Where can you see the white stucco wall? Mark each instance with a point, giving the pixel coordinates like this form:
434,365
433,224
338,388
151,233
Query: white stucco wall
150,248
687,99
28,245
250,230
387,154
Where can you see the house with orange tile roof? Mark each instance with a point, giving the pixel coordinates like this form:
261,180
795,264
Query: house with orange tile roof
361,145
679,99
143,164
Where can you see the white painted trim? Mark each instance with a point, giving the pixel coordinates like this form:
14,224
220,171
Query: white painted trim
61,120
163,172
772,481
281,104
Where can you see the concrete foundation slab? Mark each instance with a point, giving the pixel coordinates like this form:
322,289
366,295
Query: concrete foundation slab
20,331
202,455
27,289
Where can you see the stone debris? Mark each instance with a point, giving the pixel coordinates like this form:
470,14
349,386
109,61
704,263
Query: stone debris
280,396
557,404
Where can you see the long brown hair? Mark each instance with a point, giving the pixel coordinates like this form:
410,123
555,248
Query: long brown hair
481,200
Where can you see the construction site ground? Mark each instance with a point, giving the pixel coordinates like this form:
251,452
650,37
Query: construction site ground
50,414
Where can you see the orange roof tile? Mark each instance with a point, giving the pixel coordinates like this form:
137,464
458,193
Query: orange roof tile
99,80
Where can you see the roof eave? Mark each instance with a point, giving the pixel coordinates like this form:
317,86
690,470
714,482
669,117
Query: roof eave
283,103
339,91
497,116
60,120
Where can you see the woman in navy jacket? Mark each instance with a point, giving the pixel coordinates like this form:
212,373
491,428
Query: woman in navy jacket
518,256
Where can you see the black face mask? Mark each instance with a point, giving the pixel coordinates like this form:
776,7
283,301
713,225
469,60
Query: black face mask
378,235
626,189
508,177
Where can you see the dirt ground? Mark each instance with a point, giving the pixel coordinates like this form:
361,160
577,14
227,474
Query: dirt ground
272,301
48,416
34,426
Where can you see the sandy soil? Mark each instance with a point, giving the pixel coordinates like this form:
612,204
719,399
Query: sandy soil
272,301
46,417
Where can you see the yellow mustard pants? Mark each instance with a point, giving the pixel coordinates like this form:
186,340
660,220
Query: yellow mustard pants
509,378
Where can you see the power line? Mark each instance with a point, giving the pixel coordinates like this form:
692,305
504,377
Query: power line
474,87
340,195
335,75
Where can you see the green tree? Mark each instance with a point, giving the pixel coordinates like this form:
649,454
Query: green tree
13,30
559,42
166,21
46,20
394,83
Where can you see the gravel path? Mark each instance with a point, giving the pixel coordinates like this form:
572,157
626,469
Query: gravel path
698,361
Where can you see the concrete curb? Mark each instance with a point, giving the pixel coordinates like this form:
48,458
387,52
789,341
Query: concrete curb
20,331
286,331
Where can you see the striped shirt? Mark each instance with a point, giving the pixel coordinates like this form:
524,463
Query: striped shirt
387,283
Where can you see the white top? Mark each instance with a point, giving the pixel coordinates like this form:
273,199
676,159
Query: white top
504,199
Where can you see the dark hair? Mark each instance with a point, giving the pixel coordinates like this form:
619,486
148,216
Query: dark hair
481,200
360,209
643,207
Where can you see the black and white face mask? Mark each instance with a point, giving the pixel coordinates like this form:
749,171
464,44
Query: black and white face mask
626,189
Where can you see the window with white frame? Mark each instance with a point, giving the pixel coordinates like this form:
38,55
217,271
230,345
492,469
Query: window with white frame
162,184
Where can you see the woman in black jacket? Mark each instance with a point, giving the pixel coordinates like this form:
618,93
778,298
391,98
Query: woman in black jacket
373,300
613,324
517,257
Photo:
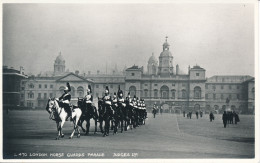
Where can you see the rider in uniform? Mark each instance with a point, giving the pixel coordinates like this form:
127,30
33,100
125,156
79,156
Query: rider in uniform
107,103
65,101
89,102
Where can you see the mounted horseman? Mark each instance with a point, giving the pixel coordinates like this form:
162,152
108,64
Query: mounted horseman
89,103
65,101
89,111
59,110
129,107
116,115
123,109
107,102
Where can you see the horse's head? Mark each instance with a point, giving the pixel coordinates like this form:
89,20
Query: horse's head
51,104
80,102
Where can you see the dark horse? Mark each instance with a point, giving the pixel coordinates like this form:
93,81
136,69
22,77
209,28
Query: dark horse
101,112
120,117
86,116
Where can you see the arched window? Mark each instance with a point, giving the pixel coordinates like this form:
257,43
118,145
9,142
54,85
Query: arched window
164,92
155,93
197,107
31,85
72,92
173,91
183,94
80,91
132,91
30,95
61,89
146,93
197,92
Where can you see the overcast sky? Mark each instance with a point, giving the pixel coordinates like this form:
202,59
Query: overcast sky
218,37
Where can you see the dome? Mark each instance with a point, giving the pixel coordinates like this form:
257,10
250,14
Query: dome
166,44
59,59
166,53
152,59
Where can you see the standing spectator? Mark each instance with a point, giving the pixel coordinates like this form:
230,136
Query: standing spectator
197,114
236,117
211,116
225,118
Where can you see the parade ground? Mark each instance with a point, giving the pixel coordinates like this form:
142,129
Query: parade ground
31,135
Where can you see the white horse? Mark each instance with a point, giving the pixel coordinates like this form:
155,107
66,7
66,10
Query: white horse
59,115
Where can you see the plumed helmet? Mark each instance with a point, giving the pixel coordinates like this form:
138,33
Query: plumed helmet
89,88
107,89
119,91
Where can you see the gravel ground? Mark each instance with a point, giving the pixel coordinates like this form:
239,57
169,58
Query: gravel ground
31,135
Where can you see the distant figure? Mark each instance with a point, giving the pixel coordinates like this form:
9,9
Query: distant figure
236,117
197,114
225,118
211,116
154,111
201,113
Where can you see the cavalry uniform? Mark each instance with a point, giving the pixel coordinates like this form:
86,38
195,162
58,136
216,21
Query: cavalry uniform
107,106
65,100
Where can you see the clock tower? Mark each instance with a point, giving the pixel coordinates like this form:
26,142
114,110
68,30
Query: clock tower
165,61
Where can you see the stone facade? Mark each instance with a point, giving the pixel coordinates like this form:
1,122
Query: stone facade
161,85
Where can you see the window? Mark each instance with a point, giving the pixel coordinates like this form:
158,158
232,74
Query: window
222,96
183,93
197,92
155,93
173,94
31,95
214,86
145,93
31,85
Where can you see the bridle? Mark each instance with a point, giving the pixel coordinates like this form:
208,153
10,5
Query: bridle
54,110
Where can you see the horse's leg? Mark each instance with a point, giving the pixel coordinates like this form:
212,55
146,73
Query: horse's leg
74,129
87,126
81,120
95,126
58,129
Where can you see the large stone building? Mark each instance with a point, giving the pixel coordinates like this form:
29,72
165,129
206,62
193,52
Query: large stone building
163,84
11,86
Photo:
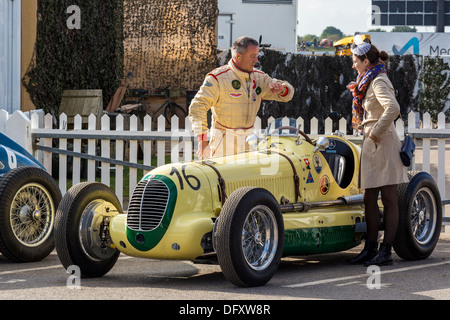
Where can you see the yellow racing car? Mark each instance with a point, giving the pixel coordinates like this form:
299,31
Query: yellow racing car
290,195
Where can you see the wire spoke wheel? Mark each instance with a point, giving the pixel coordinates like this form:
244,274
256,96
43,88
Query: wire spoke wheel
423,216
420,217
249,237
259,237
31,215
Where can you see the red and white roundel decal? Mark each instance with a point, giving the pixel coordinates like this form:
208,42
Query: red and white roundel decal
236,94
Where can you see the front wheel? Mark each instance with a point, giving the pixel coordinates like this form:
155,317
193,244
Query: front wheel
81,229
420,217
29,197
249,237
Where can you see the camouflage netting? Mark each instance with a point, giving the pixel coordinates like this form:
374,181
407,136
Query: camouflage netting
169,41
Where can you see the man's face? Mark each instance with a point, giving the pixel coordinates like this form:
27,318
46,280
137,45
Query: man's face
247,60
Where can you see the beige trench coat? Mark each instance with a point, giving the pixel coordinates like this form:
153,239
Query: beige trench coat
380,162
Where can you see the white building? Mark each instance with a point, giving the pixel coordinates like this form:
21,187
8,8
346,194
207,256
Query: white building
274,20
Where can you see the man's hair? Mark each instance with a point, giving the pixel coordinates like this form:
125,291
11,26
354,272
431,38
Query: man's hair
241,44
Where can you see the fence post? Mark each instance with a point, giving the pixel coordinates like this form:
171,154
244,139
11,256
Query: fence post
48,124
76,167
92,125
133,155
18,128
119,156
441,157
105,152
4,115
147,143
426,143
161,145
63,157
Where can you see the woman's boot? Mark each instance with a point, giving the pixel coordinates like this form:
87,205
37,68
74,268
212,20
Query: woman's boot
368,253
383,257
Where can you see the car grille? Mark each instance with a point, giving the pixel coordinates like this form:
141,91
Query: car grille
148,205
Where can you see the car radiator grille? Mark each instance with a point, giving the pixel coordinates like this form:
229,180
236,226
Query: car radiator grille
148,205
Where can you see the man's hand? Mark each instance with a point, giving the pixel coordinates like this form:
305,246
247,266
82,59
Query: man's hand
276,88
203,151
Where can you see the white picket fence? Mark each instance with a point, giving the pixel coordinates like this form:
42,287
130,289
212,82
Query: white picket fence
109,153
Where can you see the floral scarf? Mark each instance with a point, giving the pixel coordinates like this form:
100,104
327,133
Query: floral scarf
359,89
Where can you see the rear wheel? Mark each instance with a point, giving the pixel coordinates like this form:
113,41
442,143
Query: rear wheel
249,237
420,217
81,228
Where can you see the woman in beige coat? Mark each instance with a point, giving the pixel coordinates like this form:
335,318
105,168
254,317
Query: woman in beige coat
375,109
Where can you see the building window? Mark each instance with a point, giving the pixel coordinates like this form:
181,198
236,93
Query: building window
268,1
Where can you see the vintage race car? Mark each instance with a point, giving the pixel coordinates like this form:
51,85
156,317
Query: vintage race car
29,197
289,196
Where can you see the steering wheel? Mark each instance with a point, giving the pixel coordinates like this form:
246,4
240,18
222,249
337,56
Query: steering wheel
298,131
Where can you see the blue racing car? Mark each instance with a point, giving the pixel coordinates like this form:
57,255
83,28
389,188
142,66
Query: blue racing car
29,197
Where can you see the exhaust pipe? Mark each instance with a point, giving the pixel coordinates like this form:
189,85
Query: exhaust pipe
306,206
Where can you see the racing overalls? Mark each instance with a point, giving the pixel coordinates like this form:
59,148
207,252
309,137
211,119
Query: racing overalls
234,97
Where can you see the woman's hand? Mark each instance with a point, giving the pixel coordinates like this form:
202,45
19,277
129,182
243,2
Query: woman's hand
374,138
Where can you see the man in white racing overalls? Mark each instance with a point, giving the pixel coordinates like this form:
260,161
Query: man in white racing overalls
233,93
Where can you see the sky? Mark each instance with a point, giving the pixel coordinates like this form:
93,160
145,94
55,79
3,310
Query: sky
349,16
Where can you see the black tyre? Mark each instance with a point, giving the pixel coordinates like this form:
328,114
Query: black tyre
173,109
249,237
29,197
80,218
420,217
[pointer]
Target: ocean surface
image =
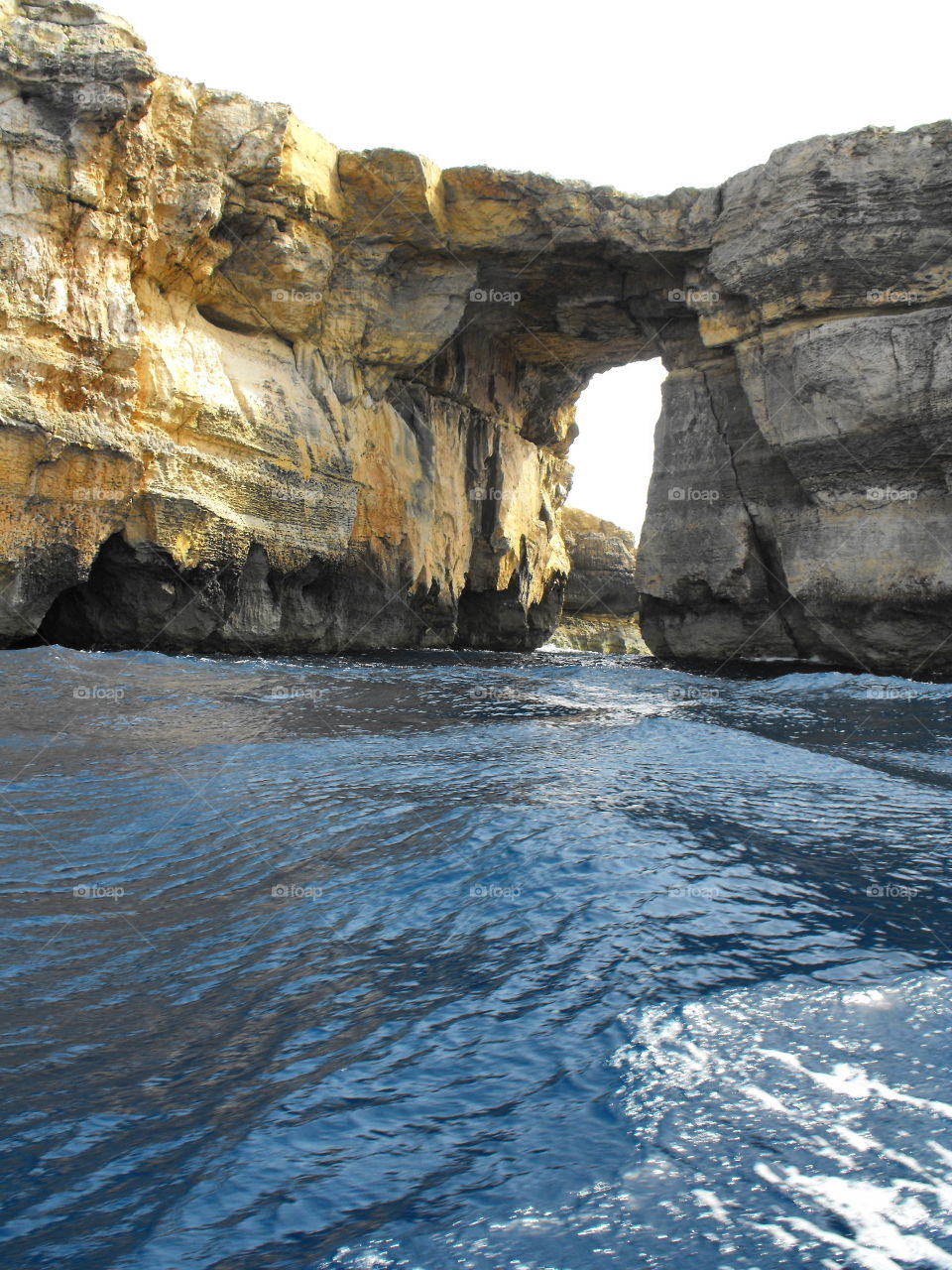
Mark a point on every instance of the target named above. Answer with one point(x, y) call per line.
point(548, 961)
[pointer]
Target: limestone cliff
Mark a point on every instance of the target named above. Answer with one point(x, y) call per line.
point(257, 393)
point(601, 603)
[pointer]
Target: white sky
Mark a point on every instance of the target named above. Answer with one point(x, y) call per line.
point(642, 96)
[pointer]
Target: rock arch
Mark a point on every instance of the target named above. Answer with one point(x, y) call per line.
point(347, 381)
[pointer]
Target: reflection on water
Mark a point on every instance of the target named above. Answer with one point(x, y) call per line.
point(433, 960)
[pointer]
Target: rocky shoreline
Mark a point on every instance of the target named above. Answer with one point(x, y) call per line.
point(259, 394)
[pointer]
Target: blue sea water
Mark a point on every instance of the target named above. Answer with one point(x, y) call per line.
point(544, 961)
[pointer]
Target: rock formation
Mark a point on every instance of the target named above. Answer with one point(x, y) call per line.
point(257, 393)
point(601, 602)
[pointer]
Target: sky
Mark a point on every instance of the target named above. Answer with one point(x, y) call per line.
point(645, 98)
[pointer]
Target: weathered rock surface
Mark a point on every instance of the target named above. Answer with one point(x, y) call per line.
point(602, 557)
point(599, 611)
point(257, 393)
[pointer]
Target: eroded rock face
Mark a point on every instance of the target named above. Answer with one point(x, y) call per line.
point(261, 394)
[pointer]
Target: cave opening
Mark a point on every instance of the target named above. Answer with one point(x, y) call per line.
point(613, 452)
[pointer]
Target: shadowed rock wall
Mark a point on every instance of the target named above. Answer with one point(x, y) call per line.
point(258, 393)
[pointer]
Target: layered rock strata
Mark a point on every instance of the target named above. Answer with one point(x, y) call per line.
point(601, 603)
point(261, 394)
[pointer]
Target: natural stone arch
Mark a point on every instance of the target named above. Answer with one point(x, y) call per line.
point(234, 353)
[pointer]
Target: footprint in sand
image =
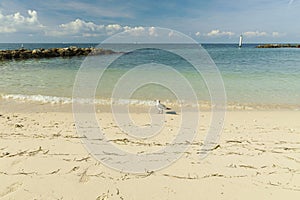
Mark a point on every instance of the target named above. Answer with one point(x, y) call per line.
point(10, 189)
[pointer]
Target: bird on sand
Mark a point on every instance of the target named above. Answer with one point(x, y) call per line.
point(161, 107)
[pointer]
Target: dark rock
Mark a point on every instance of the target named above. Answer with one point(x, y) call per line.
point(51, 53)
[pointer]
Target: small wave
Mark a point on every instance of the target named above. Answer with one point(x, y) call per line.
point(37, 98)
point(67, 100)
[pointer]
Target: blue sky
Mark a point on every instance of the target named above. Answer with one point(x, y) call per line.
point(205, 21)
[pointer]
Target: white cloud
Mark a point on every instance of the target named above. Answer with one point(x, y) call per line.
point(152, 31)
point(77, 27)
point(19, 23)
point(217, 33)
point(135, 31)
point(113, 28)
point(255, 34)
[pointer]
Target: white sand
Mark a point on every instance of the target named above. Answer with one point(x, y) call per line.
point(42, 157)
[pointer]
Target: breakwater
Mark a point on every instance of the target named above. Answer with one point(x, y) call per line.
point(21, 54)
point(278, 46)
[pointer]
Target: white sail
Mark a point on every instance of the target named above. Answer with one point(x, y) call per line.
point(241, 41)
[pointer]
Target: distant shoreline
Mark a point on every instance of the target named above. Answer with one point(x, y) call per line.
point(278, 46)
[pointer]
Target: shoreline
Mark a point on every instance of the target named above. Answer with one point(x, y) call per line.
point(10, 105)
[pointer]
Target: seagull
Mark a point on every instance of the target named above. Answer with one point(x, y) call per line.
point(161, 107)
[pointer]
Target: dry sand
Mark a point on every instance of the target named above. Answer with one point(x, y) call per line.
point(42, 157)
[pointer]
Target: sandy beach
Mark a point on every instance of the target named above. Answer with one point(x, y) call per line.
point(42, 157)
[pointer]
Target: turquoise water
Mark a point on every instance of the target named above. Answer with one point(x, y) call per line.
point(250, 75)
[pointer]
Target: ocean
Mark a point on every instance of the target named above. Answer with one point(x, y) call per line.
point(250, 75)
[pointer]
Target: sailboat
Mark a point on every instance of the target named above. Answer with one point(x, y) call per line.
point(241, 41)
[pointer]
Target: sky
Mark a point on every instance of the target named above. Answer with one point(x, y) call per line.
point(206, 21)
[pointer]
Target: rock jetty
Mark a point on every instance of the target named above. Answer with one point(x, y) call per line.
point(21, 54)
point(278, 46)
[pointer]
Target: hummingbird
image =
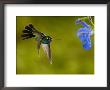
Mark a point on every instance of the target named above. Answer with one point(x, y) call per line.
point(42, 40)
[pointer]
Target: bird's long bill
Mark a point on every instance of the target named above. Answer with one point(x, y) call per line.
point(46, 48)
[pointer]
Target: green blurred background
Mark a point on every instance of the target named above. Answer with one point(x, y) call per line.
point(68, 55)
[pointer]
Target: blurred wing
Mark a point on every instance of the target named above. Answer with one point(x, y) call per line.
point(46, 48)
point(39, 34)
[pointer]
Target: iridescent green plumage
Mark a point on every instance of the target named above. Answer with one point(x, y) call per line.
point(41, 39)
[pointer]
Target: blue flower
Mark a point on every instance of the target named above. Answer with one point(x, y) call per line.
point(84, 34)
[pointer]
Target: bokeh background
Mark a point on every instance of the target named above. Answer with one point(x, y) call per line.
point(68, 55)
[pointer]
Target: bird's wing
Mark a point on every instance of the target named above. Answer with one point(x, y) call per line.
point(47, 50)
point(30, 32)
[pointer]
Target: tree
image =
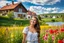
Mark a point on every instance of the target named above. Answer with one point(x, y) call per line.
point(39, 17)
point(10, 14)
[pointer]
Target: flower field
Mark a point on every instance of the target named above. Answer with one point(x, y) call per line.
point(49, 34)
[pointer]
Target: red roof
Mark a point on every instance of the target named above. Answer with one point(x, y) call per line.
point(31, 13)
point(11, 6)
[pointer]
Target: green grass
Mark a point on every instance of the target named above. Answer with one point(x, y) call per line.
point(6, 21)
point(50, 19)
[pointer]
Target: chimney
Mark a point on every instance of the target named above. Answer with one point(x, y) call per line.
point(12, 2)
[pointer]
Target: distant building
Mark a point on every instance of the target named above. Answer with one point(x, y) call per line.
point(18, 9)
point(30, 14)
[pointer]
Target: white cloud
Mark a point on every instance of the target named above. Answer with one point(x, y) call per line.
point(3, 3)
point(41, 2)
point(61, 11)
point(40, 10)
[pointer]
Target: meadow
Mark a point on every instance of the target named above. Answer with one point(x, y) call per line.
point(48, 34)
point(11, 31)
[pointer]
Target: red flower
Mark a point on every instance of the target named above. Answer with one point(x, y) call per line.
point(45, 37)
point(51, 31)
point(56, 31)
point(60, 41)
point(62, 30)
point(53, 37)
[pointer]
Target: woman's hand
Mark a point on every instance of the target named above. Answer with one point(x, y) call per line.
point(38, 40)
point(24, 38)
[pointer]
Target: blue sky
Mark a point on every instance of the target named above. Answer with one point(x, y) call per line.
point(40, 6)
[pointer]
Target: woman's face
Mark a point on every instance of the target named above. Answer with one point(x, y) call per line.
point(33, 21)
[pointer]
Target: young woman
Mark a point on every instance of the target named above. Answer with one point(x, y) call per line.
point(31, 33)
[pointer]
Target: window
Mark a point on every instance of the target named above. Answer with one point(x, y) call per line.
point(20, 10)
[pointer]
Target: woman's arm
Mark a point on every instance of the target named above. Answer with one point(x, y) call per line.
point(38, 40)
point(24, 38)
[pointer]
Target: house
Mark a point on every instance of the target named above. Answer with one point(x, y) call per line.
point(18, 9)
point(30, 14)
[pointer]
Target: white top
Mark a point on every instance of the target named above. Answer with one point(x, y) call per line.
point(30, 36)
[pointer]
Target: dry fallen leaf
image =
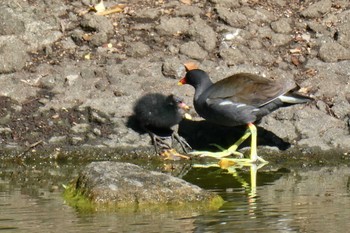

**What needs to be done:**
Scan the data, and report each line that uses the word "flower".

**Response to this task:**
Target: blue flower
Target: flower field
Target: red flower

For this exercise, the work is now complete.